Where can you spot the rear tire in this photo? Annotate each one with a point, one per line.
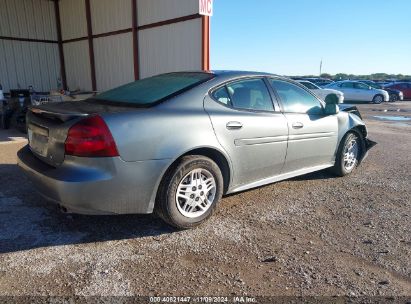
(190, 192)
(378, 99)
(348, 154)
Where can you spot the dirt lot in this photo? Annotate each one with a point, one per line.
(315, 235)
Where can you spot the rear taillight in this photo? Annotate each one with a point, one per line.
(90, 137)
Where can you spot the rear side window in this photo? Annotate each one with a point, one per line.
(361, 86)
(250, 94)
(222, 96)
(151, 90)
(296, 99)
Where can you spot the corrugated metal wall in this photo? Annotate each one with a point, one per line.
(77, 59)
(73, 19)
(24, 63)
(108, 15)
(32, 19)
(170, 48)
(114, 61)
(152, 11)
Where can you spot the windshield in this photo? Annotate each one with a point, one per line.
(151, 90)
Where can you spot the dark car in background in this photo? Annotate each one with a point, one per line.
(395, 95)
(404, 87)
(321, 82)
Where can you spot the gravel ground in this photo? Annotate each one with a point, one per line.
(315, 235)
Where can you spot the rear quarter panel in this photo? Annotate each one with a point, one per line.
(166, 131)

+---+

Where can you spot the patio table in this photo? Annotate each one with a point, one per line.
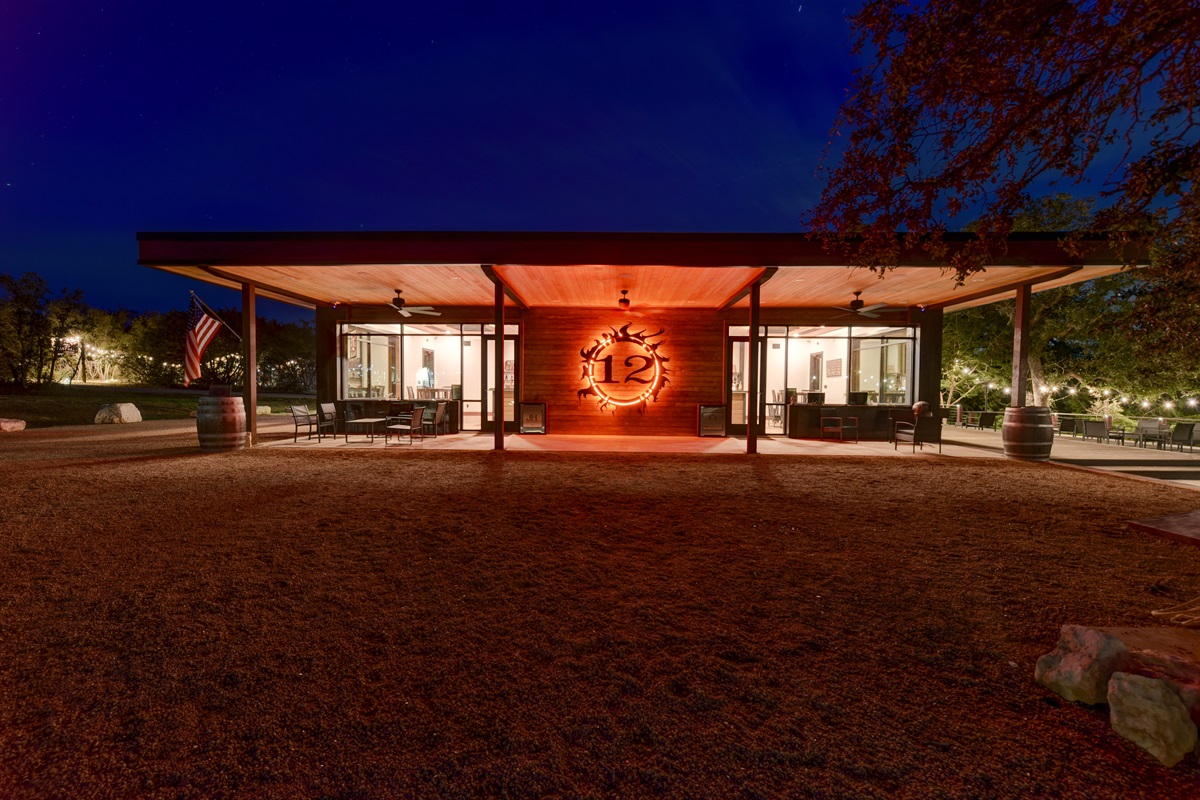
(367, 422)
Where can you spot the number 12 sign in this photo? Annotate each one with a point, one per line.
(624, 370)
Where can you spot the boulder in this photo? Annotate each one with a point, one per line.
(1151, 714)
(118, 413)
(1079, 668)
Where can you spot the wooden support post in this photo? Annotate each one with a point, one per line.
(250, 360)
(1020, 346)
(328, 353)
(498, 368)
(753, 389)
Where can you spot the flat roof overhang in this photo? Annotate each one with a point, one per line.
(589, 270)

+---+

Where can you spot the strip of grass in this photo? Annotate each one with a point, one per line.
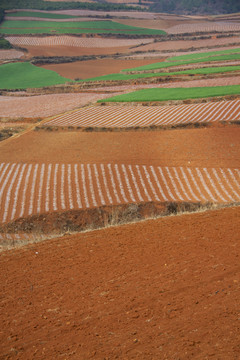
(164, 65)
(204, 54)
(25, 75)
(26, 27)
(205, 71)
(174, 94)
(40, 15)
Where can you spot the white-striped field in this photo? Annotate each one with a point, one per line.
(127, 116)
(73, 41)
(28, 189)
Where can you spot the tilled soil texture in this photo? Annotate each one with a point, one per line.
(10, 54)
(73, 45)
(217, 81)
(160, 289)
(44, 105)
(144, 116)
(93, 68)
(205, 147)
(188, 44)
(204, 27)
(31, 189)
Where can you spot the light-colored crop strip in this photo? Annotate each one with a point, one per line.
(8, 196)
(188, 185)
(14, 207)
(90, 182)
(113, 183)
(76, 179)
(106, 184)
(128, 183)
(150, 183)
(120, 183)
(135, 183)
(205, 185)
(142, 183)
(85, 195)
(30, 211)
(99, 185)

+---+

• What is needed
Find every line in the records above that contains the word "rear" and copy each of those lines.

• Task result
Where can you spot the rear tire in this photo? Annotate each one with a point, one per line.
Where can you spot the rear taillight in this photo? Annotate each one with a point, one per line.
Where can you spot the rear side window in this photo? Annotate each one with a point, one per line.
Where can you spot the rear quarter panel in this photo? Annotate each one with a point, one per line.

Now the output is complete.